(Stored entries)
=== Section Start ===

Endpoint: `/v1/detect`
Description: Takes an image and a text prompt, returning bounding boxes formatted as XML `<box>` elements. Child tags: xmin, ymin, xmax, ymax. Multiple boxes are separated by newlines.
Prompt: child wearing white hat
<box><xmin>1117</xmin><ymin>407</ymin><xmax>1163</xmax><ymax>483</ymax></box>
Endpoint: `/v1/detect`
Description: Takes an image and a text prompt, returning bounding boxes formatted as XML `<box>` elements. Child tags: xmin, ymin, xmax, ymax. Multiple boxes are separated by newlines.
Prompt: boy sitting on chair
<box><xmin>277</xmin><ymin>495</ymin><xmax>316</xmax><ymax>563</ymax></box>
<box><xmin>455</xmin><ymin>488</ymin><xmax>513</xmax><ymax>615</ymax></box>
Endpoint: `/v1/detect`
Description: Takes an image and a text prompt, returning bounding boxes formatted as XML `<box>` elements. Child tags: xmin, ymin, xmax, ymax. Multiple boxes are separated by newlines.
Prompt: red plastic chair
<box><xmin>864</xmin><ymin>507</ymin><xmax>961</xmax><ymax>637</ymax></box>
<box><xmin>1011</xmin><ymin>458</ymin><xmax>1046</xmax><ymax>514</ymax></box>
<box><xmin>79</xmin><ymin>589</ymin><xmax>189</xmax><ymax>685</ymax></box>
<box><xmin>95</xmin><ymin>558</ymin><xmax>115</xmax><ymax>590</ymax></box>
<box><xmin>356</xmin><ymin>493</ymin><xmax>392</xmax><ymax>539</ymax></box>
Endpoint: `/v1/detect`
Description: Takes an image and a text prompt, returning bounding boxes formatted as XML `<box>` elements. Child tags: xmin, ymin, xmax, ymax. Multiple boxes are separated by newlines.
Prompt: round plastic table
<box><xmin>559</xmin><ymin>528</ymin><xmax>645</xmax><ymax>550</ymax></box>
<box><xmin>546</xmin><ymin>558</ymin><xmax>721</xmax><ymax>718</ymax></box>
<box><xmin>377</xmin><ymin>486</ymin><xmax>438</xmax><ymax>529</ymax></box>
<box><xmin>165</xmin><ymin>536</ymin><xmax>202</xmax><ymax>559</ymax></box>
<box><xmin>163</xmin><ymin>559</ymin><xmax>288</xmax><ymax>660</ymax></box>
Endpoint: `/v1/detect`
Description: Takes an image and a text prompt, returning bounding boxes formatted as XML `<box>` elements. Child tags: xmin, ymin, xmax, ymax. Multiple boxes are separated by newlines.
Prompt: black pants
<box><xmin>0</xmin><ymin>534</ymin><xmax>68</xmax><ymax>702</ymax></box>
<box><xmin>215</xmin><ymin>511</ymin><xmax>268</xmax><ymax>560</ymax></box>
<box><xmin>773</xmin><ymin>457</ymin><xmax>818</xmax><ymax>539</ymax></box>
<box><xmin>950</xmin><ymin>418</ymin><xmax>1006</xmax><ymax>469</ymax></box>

=== Section End ===

■ **TO DO**
The entries are to be duplicated exactly, with nothing changed.

■ **ANSWER SPACE**
Endpoint: `/v1/detect`
Description: Takes an image and a text prompt, returning bounding boxes formatted as XML `<box>` elements. Child tags: xmin, ymin, xmax, ymax. Multiple boxes are separated by newlines.
Prompt: child wearing white hat
<box><xmin>1117</xmin><ymin>407</ymin><xmax>1163</xmax><ymax>483</ymax></box>
Endpoint: `/v1/detect`
Description: Takes an image and a text prompt, returning bounding boxes formatted as XML `<box>` elements. Child tags: xmin, ymin, xmax, ymax. Multiple boxes are separated by newlines.
Prompt: boy sitting on chair
<box><xmin>277</xmin><ymin>495</ymin><xmax>316</xmax><ymax>563</ymax></box>
<box><xmin>455</xmin><ymin>488</ymin><xmax>513</xmax><ymax>615</ymax></box>
Endpoint: `/v1/detect`
Description: Takes an image and a text prompt, returning bounding boxes formatted as XML `<box>` elements. Child tags: xmin, ymin, xmax, ymax. Multiple boxes are separated by newlines.
Prompt: red plastic chair
<box><xmin>864</xmin><ymin>507</ymin><xmax>961</xmax><ymax>637</ymax></box>
<box><xmin>1011</xmin><ymin>458</ymin><xmax>1046</xmax><ymax>514</ymax></box>
<box><xmin>79</xmin><ymin>589</ymin><xmax>189</xmax><ymax>685</ymax></box>
<box><xmin>95</xmin><ymin>558</ymin><xmax>115</xmax><ymax>590</ymax></box>
<box><xmin>356</xmin><ymin>493</ymin><xmax>392</xmax><ymax>539</ymax></box>
Endpoint: `/v1/detect`
Description: Takes an image and a text prompt, returning bounding boxes formatted as XML `<box>` elements. Child tags: xmin, ymin, xmax, ymax. Multiple boxes are separated by newlines.
Prompt: round plastic table
<box><xmin>559</xmin><ymin>528</ymin><xmax>645</xmax><ymax>550</ymax></box>
<box><xmin>546</xmin><ymin>558</ymin><xmax>721</xmax><ymax>718</ymax></box>
<box><xmin>377</xmin><ymin>486</ymin><xmax>438</xmax><ymax>529</ymax></box>
<box><xmin>165</xmin><ymin>536</ymin><xmax>202</xmax><ymax>559</ymax></box>
<box><xmin>163</xmin><ymin>559</ymin><xmax>288</xmax><ymax>660</ymax></box>
Endpoint: `/v1/detect`
Description: Takes an image and a text prompt, returning bounding boxes formatted as XML `<box>` elements. Child tags: xmin, ymin, xmax, ymax. Multiple boxes are separated by newlines.
Prompt: black pants
<box><xmin>0</xmin><ymin>534</ymin><xmax>68</xmax><ymax>702</ymax></box>
<box><xmin>215</xmin><ymin>511</ymin><xmax>268</xmax><ymax>560</ymax></box>
<box><xmin>773</xmin><ymin>457</ymin><xmax>818</xmax><ymax>539</ymax></box>
<box><xmin>950</xmin><ymin>418</ymin><xmax>1006</xmax><ymax>469</ymax></box>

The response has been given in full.